Read the data and repeat all of it exactly.

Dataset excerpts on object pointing
## begin
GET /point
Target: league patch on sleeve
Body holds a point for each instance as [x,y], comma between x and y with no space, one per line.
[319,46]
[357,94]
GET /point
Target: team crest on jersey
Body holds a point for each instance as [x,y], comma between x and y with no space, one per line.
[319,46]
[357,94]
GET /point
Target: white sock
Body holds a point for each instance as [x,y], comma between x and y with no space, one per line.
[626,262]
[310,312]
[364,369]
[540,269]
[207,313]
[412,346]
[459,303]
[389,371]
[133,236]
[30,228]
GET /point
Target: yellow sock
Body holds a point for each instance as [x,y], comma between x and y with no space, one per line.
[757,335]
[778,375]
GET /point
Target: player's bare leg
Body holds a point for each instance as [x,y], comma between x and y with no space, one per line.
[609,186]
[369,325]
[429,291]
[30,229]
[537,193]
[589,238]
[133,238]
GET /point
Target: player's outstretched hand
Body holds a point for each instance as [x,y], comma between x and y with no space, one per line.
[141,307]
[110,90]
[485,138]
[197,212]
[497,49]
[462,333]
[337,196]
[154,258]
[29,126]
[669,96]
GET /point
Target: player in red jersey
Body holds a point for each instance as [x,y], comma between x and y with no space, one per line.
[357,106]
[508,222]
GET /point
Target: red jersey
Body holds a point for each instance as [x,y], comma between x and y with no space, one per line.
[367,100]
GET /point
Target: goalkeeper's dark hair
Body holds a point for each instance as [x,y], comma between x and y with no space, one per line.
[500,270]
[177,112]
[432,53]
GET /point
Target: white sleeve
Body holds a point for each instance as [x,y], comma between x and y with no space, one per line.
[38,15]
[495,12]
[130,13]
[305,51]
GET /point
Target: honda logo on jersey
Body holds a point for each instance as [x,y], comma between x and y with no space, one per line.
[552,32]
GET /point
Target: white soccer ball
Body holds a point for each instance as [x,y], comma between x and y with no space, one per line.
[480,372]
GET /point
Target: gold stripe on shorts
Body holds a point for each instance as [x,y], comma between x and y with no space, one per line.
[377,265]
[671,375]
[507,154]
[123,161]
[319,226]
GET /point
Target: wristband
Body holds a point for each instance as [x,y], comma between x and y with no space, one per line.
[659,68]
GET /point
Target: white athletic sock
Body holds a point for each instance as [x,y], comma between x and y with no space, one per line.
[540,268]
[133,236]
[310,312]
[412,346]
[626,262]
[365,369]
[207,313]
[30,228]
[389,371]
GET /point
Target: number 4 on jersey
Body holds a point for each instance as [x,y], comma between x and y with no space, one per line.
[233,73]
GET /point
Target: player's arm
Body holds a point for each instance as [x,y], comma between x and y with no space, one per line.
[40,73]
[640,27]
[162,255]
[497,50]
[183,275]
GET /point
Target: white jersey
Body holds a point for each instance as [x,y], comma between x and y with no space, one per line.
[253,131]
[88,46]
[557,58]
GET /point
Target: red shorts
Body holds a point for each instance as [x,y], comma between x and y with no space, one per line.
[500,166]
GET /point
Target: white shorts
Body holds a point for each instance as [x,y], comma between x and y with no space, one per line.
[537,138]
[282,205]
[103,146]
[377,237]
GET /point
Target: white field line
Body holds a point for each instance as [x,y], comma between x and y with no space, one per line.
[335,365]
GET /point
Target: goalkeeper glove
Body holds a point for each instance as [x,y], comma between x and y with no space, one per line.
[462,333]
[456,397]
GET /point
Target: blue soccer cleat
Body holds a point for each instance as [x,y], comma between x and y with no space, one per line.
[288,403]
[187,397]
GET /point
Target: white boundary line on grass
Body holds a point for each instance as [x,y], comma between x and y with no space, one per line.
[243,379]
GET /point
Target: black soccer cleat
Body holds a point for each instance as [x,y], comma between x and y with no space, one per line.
## end
FULL ANSWER »
GET /point
Target: league patch on sleeve
Body holds a point for each instance as [x,y], comma between x and y with no space, one per line.
[319,46]
[357,94]
GET /point
Target: team crest on jersey
Body holds a point for each instance as [x,y], comma between x and y with no space, one per line.
[319,46]
[357,94]
GET /point
Target: white sock
Body holds a point for each instance as [x,y], comma between x and y with no space, one per line.
[626,262]
[310,312]
[364,369]
[540,269]
[207,313]
[412,346]
[459,303]
[389,371]
[133,236]
[30,228]
GET /point
Target: yellow sock
Body holds a point for each instance as [x,y], comma between x and y with no space, one per line.
[757,335]
[778,375]
GET /point
Target: player's bare leg
Body holds a point for each instance as [x,y], comma between x and y with no space, one per line.
[609,186]
[369,325]
[429,291]
[30,229]
[537,193]
[589,238]
[133,238]
GET /point
Target: player's outstretched hand
Body holds a point for each instance as [x,y], comma between x and y with no space, one per line.
[141,307]
[110,90]
[485,138]
[197,212]
[497,49]
[462,333]
[337,196]
[154,258]
[29,126]
[669,96]
GET /point
Target: player in red jersey
Body holds a point for each instance as [x,y], comma between x and y with no space, one per line.
[357,106]
[508,222]
GET /point
Target: red jersey
Body holds a point for each instance as [x,y], comma between x and y with no space, one per line.
[367,100]
GET /point
Target: goalkeeper's dark hair
Body holds a point for each instance as [x,y], comma between x and y with no space, one per line.
[500,270]
[177,112]
[432,53]
GET /point
Target: white sleeve
Body holds a point for each instance as [x,y], comma between x and y with no space, one per line.
[38,15]
[495,12]
[130,13]
[305,51]
GET /point
Target: honda logo on jersey
Body holds a point for each instance as [x,y], comma between x and y with no space, one per line.
[552,32]
GET /point
Target: white soccer ball
Body holds a point for each instance as [x,y], comma between x and y with no space, one per line.
[480,372]
GET /point
Target: gold stripe on shorts
Body holds a point for each instance as [x,y], comma between x and y with no space, one per line.
[377,265]
[671,375]
[507,154]
[123,161]
[319,226]
GET /point
Target: wristband
Body holds a point for each instance as [x,y], comma between x and y with no space, one per line.
[659,68]
GET /point
Target: white athletic sock
Body holds a point for each instance as [x,y], comma between x and y with no space, one per line.
[540,268]
[133,236]
[310,312]
[412,346]
[626,262]
[365,369]
[207,313]
[30,228]
[389,371]
GET /point
Target: number 4 on jersey
Body holds a point for each instance as [x,y], comma between x and y with no space, one per line.
[233,73]
GET /point
Target: player's arm
Body holds a point for each instance as [x,y], comma between x and y with no space, one per line.
[40,73]
[640,27]
[162,255]
[497,50]
[183,275]
GET /point
Target: white jersey
Body holds a point for each instance as [x,y], comma between x and y with no space, one per line.
[253,131]
[88,46]
[557,58]
GET /point
Target: red shorts
Body holds a point for each instance as [x,y], comma between x and y with no space, one per line.
[500,166]
GET /point
Target: white shorts
Body holds a point for each instance as [x,y], comma between x and y with no space, one per line.
[537,138]
[282,205]
[103,146]
[377,237]
GET /point
Target: white field line
Body holds a point for each instance as [x,y], comma between x and y with no space, one per line.
[335,365]
GET /point
Target: goalkeeper glove
Body holds a point for each instance as [x,y], comma between x and y with no space, one per line.
[462,333]
[456,397]
GET /point
Target: blue soccer cleat
Body holds a point for each instance as [x,y], comma between x and y with no space, one per line.
[288,403]
[187,397]
GET /point
Target: white boundary line on grass
Body holds a point for each instance as [x,y], comma between x and y with no space, one per line.
[243,379]
GET /point
Target: black soccer cleat
Body holds a point for each instance as [x,y], comma between x and y with no space, one per line.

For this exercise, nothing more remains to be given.